## Written exercise:
Please report how many lines in the listing below contain the string "query". Case counts. Give only the number.

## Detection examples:
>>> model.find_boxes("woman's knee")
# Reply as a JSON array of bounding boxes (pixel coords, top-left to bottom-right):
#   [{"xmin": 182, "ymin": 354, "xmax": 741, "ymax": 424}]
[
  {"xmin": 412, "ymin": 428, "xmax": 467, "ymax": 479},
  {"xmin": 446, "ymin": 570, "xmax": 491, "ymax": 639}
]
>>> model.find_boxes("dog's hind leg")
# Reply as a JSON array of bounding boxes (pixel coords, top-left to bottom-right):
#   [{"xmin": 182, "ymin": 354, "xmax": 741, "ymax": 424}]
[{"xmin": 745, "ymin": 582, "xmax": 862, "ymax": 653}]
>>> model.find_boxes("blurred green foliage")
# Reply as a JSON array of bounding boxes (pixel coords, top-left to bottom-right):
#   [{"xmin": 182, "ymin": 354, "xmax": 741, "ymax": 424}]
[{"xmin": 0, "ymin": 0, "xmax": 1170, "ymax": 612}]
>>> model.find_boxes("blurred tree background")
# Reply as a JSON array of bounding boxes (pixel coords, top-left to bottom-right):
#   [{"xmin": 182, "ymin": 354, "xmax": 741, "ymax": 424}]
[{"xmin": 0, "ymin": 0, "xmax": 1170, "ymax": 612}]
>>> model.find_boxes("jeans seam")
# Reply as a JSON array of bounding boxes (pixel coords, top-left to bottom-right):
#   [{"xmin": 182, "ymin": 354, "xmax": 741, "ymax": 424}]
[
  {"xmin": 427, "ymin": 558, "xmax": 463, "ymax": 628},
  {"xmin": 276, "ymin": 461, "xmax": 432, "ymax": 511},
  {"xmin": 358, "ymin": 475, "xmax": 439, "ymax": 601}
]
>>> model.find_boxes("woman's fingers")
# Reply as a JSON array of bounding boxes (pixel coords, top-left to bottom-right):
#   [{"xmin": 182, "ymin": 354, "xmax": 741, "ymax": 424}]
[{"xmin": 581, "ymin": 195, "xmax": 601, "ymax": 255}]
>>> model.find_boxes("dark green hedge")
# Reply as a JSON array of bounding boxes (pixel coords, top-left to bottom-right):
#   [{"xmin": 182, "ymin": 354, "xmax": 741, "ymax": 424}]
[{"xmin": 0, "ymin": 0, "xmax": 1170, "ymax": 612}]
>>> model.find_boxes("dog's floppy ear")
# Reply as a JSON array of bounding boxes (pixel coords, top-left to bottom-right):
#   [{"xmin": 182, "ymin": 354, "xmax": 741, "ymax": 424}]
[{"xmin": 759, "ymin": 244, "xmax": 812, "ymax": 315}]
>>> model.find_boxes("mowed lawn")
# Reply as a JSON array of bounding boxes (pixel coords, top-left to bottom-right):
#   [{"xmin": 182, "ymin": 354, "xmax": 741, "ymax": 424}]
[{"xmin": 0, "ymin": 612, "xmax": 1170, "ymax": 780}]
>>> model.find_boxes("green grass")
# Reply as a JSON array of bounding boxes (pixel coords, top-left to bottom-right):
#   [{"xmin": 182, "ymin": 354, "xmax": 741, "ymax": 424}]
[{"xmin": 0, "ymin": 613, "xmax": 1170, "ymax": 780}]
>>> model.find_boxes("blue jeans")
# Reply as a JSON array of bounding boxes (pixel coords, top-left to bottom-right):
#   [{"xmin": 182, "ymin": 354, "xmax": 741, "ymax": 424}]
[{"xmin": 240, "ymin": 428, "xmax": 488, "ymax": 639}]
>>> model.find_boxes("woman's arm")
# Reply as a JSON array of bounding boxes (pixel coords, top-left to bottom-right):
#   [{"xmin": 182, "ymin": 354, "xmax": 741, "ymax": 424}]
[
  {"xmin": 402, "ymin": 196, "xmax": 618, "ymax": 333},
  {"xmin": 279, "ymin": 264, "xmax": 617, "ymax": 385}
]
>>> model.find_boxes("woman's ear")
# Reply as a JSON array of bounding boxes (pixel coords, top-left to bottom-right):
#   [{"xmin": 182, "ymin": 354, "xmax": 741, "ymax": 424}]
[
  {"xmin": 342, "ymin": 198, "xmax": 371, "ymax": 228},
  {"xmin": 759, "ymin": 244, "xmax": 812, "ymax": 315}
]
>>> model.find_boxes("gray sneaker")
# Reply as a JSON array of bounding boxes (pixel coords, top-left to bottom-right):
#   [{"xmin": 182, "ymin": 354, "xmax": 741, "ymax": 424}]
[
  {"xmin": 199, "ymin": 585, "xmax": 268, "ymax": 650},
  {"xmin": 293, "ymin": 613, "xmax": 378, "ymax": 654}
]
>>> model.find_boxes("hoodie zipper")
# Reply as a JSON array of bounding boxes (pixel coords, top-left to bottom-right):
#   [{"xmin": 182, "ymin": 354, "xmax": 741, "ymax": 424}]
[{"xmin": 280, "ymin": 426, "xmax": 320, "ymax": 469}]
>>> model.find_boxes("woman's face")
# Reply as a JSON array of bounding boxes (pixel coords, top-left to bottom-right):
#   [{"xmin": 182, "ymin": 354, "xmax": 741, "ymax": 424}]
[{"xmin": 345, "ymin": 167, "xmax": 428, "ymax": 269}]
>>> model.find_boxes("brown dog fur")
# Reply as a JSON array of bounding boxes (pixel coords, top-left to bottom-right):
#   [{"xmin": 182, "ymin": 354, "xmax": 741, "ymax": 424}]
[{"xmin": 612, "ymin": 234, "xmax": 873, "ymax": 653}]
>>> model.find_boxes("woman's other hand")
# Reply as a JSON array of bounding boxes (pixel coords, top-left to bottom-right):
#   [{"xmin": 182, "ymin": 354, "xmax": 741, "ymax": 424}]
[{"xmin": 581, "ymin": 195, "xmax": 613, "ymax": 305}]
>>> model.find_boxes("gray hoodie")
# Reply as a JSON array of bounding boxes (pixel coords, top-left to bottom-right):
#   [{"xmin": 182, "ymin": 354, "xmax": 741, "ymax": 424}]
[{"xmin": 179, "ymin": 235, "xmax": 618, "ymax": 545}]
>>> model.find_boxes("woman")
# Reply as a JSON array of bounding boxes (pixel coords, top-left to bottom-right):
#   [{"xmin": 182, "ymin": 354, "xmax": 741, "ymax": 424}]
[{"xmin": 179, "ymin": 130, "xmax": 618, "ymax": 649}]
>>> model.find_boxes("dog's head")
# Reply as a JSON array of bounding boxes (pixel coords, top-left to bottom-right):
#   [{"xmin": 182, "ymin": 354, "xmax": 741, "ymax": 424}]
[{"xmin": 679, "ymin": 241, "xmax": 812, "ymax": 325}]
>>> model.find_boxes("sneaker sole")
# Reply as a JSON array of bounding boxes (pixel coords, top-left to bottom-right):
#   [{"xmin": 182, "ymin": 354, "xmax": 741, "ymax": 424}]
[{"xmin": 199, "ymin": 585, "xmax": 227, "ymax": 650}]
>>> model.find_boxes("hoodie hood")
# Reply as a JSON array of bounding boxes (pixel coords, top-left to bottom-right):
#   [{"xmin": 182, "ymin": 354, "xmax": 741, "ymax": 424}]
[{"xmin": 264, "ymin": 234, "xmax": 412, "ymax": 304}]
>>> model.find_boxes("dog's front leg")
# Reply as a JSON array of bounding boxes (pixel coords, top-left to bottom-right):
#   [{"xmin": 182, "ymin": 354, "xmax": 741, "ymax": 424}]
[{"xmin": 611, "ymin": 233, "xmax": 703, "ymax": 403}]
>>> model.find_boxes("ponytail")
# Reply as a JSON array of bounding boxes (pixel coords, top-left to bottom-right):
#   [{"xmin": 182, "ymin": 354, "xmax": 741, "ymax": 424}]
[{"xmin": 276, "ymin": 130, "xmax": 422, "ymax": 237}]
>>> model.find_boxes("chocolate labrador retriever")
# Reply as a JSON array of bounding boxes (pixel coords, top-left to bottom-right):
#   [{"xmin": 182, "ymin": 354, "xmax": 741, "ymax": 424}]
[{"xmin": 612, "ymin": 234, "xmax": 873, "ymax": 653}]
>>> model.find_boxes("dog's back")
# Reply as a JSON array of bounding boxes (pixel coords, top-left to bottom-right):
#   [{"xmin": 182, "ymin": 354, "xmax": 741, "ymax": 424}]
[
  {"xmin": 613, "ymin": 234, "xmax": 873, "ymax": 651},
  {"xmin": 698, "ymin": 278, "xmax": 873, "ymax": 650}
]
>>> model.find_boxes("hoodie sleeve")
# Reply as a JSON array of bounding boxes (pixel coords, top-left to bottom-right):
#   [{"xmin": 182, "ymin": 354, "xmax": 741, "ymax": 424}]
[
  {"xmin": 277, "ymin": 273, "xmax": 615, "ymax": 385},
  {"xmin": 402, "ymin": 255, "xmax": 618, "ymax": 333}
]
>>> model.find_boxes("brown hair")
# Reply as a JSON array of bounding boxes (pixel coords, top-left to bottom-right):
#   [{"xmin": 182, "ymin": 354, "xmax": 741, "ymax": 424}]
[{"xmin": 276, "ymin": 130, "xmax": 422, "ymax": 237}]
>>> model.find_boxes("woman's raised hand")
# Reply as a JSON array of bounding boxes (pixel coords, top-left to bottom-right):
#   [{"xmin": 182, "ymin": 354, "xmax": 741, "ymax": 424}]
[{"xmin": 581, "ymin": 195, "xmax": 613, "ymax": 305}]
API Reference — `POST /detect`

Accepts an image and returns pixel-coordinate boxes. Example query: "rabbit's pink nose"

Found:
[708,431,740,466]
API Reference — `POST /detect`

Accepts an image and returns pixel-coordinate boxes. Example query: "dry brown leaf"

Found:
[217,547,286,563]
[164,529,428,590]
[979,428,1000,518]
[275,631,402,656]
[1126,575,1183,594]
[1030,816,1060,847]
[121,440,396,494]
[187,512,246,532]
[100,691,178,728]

## Final result:
2